# [GIVEN REQUEST]
Reproduce the passage below on jurisdiction and dismissal standards word for word, from "I. Subject Matter" up to and including "always comes first.".

# [EXCERPTED PASSAGE]
◆ ◆ ◆ ◆ ◆

But if standing is challenged as a factual matter, the challenge shifts from a facial one -where the Court looks only to the Complaint and takes all reasonable inferences in plaintiff's favor - to a factual one. See Apex Digital, Inc. v. Sears, Roebuck & Co., 572 F.3d 440, 443-44 (7th Cir. 2009). When the challenge is factual, the Court “may properly look beyond the jurisdictional allegations of the complaint and view whatever evidence has been submitted on the issue to determine whether in fact subject matter jurisdiction exists.” Ezekiel v. Michel, 66 F.3d 894, 897 (7th Cir. 1995) (citing Capitol Leasing Co. v. F.D.I.C., 999 F.2d 188, 191 (7th Cir. 1993)).

A motion to dismiss under Rule 12(b)(6) challenges the sufficiency of the complaint, not its merits. See Fed.R.Civ.P. 12(b)(6); Gibson v. City of Chicago, 910 F.2d 1510, 1520 (7th Cir. 1990). In considering a motion to dismiss, the Court accepts as true all well-pleaded facts in the complaint and draws all reasonable inferences from those facts in the plaintiff's favor. See AnchorBank, FSB v. Hofer, 649 F.3d 610, 614 (7th Cir. 2011). To survive a Rule 12(b)(6) motion, the complaint must provide the defendant with fair notice of the basis for the claim, and it must be facially plausible. See Ashcroft v. Iqbal, 556 U.S. 662, 678 (2009); Bell Atl. Corp. v. Twombly, 550 U.S. 544, 555 (2007). “A claim has facial plausibility when the plaintiff pleads factual content that allows the court to draw the reasonable inference that the defendant is liable for the misconduct alleged.” Iqbal, 556 U.S. at 678.

Analysis

I. Subject Matter Jurisdiction

Defendants challenge this Court's subject matter jurisdiction, so the Court must begin there. See Miller v. Sw. Airlines Co., 926 F.3d 898, 902 (7th Cir. 2019) (“Subject-matter jurisdiction is the first issue in any case[.]”); see also Steel Co. v. Citizens for a Better Env't, 523 U.S. 83, 94 (1998). Subject matter jurisdiction always comes first.

◆ ◆ ◆ ◆ ◆

# [PROVIDED INFORMATION]
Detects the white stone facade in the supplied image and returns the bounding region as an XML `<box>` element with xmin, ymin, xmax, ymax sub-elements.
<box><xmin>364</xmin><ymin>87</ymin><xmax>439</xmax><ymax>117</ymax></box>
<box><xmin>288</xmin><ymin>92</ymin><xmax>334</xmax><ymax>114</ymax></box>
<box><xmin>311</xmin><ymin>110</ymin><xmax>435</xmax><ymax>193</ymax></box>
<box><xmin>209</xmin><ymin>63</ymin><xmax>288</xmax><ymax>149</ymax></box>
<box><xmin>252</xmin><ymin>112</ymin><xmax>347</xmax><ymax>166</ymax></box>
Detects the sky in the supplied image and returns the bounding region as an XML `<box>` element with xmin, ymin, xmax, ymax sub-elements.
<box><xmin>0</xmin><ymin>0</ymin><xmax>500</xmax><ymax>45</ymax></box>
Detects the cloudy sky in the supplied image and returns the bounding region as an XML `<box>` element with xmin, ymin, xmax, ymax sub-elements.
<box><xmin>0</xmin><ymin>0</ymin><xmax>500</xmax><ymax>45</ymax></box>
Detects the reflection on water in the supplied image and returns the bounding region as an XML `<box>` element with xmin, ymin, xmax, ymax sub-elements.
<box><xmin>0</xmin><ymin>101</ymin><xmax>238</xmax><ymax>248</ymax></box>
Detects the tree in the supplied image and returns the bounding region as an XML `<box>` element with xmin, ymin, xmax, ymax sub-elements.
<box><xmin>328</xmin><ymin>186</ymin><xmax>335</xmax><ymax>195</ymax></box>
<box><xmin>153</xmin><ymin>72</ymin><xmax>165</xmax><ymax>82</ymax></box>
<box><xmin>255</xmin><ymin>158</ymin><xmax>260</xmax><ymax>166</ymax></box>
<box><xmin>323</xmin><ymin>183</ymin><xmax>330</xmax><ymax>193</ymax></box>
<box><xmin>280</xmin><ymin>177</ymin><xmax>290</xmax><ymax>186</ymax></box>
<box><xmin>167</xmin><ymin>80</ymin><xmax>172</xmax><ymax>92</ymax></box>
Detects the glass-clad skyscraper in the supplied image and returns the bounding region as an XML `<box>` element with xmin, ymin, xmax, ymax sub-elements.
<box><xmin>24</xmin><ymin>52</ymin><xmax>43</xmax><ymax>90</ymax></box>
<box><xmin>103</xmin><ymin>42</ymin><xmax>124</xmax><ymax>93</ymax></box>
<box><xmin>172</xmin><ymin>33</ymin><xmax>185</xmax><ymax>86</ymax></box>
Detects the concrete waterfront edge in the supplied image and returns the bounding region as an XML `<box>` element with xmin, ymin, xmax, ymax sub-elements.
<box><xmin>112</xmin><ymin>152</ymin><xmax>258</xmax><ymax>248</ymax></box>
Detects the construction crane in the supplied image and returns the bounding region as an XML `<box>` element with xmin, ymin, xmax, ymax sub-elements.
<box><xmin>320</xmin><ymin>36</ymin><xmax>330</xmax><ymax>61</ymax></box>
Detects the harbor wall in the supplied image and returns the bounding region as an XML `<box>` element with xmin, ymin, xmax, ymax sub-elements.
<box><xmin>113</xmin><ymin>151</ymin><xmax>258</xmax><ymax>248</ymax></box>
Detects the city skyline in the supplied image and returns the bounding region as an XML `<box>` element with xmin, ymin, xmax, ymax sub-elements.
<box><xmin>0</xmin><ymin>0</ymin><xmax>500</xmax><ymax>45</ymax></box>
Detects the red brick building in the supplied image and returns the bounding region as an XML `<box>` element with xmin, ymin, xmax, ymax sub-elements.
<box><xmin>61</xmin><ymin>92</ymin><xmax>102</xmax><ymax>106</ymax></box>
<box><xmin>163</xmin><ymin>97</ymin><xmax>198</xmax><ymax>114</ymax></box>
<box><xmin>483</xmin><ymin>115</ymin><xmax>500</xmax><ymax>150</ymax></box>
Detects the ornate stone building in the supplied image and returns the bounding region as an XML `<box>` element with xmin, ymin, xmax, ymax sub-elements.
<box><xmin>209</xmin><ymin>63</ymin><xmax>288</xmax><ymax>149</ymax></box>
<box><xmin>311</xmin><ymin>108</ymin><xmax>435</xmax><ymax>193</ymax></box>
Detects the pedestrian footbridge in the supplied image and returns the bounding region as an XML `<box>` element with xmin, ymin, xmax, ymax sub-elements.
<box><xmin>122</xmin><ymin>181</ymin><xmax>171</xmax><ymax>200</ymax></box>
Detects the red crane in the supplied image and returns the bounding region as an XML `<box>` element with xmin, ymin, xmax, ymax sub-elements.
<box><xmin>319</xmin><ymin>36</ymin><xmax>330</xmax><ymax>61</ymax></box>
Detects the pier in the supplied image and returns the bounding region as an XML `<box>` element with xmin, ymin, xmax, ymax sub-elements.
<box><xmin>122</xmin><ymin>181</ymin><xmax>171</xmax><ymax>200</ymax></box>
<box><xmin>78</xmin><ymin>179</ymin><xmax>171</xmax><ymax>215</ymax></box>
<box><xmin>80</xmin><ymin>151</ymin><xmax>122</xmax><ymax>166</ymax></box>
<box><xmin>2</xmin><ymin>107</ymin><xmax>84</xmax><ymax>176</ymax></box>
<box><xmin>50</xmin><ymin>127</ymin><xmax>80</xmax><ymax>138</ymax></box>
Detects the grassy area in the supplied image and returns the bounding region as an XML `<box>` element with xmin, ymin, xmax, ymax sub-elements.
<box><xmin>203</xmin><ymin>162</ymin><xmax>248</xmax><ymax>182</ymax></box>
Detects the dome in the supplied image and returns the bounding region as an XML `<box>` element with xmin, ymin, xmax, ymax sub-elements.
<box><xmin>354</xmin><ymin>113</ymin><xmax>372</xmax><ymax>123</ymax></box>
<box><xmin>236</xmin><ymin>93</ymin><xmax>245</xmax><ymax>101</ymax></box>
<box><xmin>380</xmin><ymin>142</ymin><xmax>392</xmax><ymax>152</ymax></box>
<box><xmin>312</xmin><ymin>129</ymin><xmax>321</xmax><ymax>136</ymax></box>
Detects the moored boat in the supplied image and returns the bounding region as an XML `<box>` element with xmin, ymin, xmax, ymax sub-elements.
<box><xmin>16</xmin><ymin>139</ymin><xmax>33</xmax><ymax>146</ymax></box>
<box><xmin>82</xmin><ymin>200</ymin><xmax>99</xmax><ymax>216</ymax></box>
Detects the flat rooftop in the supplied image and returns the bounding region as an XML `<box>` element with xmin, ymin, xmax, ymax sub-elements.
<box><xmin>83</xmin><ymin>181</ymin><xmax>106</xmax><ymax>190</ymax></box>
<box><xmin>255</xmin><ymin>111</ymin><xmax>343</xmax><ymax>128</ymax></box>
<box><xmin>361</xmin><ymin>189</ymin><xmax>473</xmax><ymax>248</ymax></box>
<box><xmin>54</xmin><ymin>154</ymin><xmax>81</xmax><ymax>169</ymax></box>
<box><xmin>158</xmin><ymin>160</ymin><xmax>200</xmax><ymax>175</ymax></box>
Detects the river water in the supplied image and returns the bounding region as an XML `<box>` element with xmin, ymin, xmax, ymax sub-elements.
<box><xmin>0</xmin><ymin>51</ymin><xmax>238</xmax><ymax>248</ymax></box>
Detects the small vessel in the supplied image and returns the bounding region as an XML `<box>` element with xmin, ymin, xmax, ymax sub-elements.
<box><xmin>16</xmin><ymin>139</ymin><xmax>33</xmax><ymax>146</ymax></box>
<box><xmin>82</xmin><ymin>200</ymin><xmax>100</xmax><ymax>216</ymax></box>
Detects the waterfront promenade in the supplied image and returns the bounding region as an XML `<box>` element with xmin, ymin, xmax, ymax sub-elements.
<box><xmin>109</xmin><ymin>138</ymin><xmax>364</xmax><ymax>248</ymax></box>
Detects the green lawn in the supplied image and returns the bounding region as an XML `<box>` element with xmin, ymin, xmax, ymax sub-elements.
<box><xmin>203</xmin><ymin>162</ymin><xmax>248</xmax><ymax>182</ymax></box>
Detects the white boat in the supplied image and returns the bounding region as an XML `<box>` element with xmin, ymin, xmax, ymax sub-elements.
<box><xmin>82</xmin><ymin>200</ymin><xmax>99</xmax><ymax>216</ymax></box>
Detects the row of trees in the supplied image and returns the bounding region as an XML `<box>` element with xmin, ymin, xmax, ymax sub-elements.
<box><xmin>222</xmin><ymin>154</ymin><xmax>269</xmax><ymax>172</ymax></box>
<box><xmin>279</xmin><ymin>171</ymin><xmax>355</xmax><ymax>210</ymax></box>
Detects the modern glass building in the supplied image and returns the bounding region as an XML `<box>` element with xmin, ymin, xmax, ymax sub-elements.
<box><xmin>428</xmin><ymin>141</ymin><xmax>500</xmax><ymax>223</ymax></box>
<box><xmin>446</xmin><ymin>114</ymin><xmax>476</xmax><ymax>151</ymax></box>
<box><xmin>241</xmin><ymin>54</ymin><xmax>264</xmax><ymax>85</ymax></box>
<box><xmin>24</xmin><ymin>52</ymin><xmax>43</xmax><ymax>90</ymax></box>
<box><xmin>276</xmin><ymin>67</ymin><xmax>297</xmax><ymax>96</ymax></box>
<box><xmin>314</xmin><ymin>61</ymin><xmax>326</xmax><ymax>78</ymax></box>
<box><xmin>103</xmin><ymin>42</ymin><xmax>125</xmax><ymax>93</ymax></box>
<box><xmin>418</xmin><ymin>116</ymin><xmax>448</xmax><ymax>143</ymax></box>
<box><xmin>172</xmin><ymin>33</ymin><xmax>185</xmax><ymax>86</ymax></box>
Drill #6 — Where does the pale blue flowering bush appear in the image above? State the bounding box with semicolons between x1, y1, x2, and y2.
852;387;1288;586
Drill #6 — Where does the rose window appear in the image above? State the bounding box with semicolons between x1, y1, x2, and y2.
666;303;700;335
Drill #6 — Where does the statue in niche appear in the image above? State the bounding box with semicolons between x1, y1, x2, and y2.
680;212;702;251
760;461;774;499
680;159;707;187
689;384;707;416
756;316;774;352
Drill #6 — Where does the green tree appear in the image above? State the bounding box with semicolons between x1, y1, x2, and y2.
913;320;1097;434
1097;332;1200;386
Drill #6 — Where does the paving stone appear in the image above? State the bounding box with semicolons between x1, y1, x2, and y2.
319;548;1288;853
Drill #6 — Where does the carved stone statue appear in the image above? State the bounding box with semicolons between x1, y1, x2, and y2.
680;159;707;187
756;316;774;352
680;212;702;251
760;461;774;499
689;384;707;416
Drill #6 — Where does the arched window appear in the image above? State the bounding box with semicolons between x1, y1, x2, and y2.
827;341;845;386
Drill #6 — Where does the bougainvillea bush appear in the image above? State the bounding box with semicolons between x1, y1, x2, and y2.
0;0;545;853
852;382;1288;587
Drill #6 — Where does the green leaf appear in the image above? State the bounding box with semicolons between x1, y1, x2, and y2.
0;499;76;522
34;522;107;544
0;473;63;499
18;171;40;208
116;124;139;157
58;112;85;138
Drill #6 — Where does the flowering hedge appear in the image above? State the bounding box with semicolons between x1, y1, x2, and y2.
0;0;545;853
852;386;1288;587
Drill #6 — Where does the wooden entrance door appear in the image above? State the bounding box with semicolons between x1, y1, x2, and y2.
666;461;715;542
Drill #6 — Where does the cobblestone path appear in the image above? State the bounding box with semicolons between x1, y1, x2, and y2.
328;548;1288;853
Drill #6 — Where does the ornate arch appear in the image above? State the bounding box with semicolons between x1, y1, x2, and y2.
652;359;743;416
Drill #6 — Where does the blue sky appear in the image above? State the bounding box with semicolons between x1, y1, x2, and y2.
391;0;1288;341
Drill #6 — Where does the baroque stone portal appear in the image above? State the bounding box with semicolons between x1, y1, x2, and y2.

◆ ◆ ◆ ◆ ◆

# [FULL RESPONSE]
I. Subject Matter Jurisdiction

Defendants challenge this Court's subject matter jurisdiction, so the Court must begin there. See Miller v. Sw. Airlines Co., 926 F.3d 898, 902 (7th Cir. 2019) (“Subject-matter jurisdiction is the first issue in any case[.]”); see also Steel Co. v. Citizens for a Better Env't, 523 U.S. 83, 94 (1998). Subject matter jurisdiction always comes first.